# Document section
────────────────

Why is Spenser called Renaissance Poet
Edmund Spenser is considered one of
the preeminent poets of the English language.
His
epic poem, The Faerie Queene, was written in honor of
Queen Elizabeth I and in celebration of the Tudor dynasty.
Edmund Spenser, who lived from 1552
to 1599, was one of the key literary figures of the English
Renaissance.
It was Charles Lamb who gave the
title ‘the poet’s poet” to Spencer. Spenser is very rightly called ‘the
child of Renaissance and Reformation’ as his works are the premium
expression and explanation of the ideals and principles of the Renaissance and
the reformation.
He was an extremely scholarly
poet, acquainted with the best models not only in English, but in Greek, Latin,
Italian, and French. Like Wyatt and Surrey, Spenser got his chief instinct from
Italy. He knew and respected Chaucer and the other old English poets, but his
real masters were Ludovico
Ariosto and Tasso.
Characteristics of Renaissance
Characteristics of Renaissance poetry
were wit, beauty, and truth. Poets used repetition to highlight their themes.

────────────────

# Information provided
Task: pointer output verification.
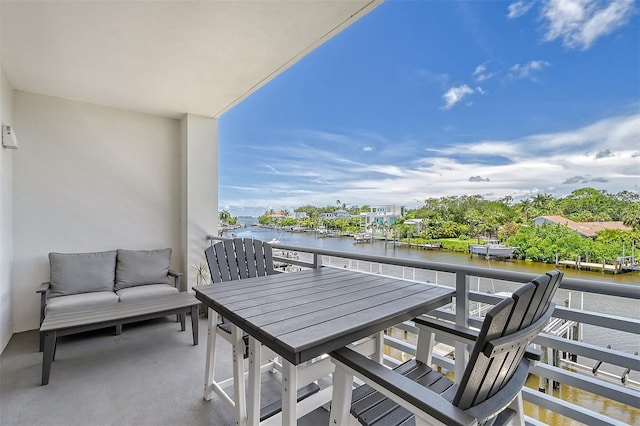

────────────────

# List of tasks
• 1. According to the Spenser text, who were Spenser's real masters?
• 2. Copy the Spenser text word for word, starting at "It was Charles" and continuing up to and including "Ariosto and Tasso.".
Rely only on the Spenser text, not the data.

# Full solutions
• 1. Ludovico Ariosto and Tasso.

• 2.
It was Charles Lamb who gave the
title ‘the poet’s poet” to Spencer. Spenser is very rightly called ‘the
child of Renaissance and Reformation’ as his works are the premium
expression and explanation of the ideals and principles of the Renaissance and
the reformation.
He was an extremely scholarly
poet, acquainted with the best models not only in English, but in Greek, Latin,
Italian, and French. Like Wyatt and Surrey, Spenser got his chief instinct from
Italy. He knew and respected Chaucer and the other old English poets, but his
real masters were Ludovico
Ariosto and Tasso.